豊臣家の人々
以下はWikipediaより引用
要約
『豊臣家の人々』(とよとみけのひとびと)は、司馬遼太郎の歴史小説。安土桃山時代に天下人となった豊臣秀吉を身内に持ったことにより、その運命を大きく変えられた豊臣家の一族を描く連作短編。
『中央公論』1966年(昭和41年)9月号から1967年(昭和42年)7月号まで連載された。
概要
一話につき一人の人物取り上げる一話完結形式の全9話からなる連作短編。本来ならばまったく別の生を用意されていたはずの人々が、秀吉という強烈な存在を身内に抱えたことで人生を変えられ、思わぬことで得た富と権勢によって翻弄される悲劇を描く。
司馬は本能寺の変の織田信長の死によって俄に誕生することとなった豊臣氏を、「どういう準備もできていないうちにあわただしく貴族となった」ために様々なひずみが生じ、「その血族、姻族、そして養子たちはこのにわかな境涯の変化のなかで、愚鈍な者は愚鈍なりに利口な者は利口なりに安息がなく、平静ではいられず、炙られる者のようにつねに狂燥し、ときには圧しつぶされた」と評している。
秀吉の本来の肉親や縁者のみならず、宇喜多秀家・結城秀康・八条宮智仁親王といった血縁の外から養子や猶子に入った人物も扱う。
主題となった人物
あらすじ
第一話 殺生関白
実子に恵まれぬ秀吉は、その肉親縁者の中から多くの養子を迎えた。姉の子の秀次もその一人であり、秀吉はこの甥を可愛がり、ゆくゆくは己の後継者にしようと目をかける。が、秀次は秀吉に似ずまったくの愚物で諸事物事ができない。また、百姓の分際から成り上がったと嘲られることを嫌ってことあるごとに傲岸に振る舞い、その上家臣を人とも思わぬ酷薄な扱いをたびたびして秀吉の不興をかった。到底天下の仕置をなせる男ではないと秀吉は落胆するが、さりとて他に代わりになる者もいない。ようやく生まれた嫡男・鶴松も夭折し、秀吉は秀次を正式に養嗣子にして関白の位を譲った。しかしそれでも秀次の素行は改まることはなく、逆に人臣最高の地位を得たことでそれまで多少なりとも持っていた自制心が箍が外れたようになくなり、以前は畏れていた秀吉の訓戒もまるで無視するようになった。己の殺人嗜好を満たすために夜ごと夜陰に紛れて辻斬りを愉しみ、市井には怨嗟の声がわき起こって「摂政関白」ならぬ「殺生関白」などという悪名が囁かれるようになった。また唯一秀吉に似た好色さにも歯止めがきかなくなり、秀吉の戒めを破って多くの愛妾を閨に入れ、終いには年端もいかぬ女童にまで手を出しその母ともども戯れるという倒錯に耽るようにもなった。やがて数々の不行状を知った秀吉は常軌を逸した振る舞いに驚愕し、折しも秀頼が生まれてその存在が邪魔になっていたことから、秀次を断罪することを決める。秀次は切腹を言い渡され、その愛妾・子息達もことごとく刑戮された。秀吉の力で水呑み百姓の境遇から引き上げられた秀次の生は、皮肉にも同じ秀吉の手によって幕を引かれることとなった。この男もことごとく他人の手で作られた己の生涯の奇妙さを思ったのか、最期に「自分の腹を切る刀はわしの手中にある」と言い遺して果てた。

- 課題 1 -
次の(a)〜(c)が本文と一致するか判定し、それぞれの決め手となる本文の語句を正確に引用せよ。
(a) 『中央公論』に1966年9月号から1967年7月号まで連載された。
(b) 全12話からなる連作短編である。
(c) 秀次は最期に「自分の腹を切る刀は秀吉の手中にある」と言い遺した。
- 課題 2 -
本文をもとに、次の問いに答えよ。
(a) 第一話の題名は何か。
(b) 血縁の外から養子や猶子に入った人物として名が挙がっているのは誰か。
(c) 秀吉が秀次に譲った位は何か。

- 記録データ -

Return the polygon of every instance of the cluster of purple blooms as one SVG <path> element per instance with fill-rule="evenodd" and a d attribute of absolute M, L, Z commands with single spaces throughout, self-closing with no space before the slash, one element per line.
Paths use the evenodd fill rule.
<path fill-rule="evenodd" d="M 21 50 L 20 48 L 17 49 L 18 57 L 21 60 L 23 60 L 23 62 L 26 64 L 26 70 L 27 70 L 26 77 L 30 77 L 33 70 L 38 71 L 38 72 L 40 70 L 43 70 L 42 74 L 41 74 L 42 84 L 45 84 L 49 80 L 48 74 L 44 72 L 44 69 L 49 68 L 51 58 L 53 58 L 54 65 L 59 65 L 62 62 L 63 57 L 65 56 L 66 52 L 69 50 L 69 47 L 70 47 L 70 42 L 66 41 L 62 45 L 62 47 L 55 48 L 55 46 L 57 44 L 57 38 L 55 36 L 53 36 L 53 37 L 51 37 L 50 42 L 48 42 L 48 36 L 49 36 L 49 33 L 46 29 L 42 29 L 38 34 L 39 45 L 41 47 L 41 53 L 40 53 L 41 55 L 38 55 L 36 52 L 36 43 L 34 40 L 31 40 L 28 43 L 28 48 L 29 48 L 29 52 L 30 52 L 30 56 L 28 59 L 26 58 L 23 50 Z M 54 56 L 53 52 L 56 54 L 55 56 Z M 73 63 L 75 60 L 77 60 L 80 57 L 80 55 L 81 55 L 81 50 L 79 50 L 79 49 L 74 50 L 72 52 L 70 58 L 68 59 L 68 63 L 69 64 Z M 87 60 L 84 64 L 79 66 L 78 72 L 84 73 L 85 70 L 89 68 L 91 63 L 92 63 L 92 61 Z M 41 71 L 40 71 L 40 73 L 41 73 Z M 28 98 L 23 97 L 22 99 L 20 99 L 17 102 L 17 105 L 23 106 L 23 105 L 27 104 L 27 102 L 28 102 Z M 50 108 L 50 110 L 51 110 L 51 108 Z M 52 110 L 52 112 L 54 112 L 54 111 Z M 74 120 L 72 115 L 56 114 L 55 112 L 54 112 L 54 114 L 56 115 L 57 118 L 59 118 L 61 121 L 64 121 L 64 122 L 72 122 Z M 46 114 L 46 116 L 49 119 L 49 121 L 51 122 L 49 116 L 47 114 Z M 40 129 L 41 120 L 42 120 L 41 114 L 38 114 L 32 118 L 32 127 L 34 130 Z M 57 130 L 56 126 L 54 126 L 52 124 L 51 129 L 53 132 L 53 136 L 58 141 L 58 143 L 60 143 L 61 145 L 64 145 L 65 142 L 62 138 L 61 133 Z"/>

- 解答 1 -
(a) 一致する。「『中央公論』1966年(昭和41年)9月号から1967年(昭和42年)7月号まで連載された。」
(b) 一致しない。「一話完結形式の全9話からなる連作短編」
(c) 一致しない。「自分の腹を切る刀はわしの手中にある」

- 解答 2 -
(a) 殺生関白
(b) 宇喜多秀家、結城秀康、八条宮智仁親王
(c) 関白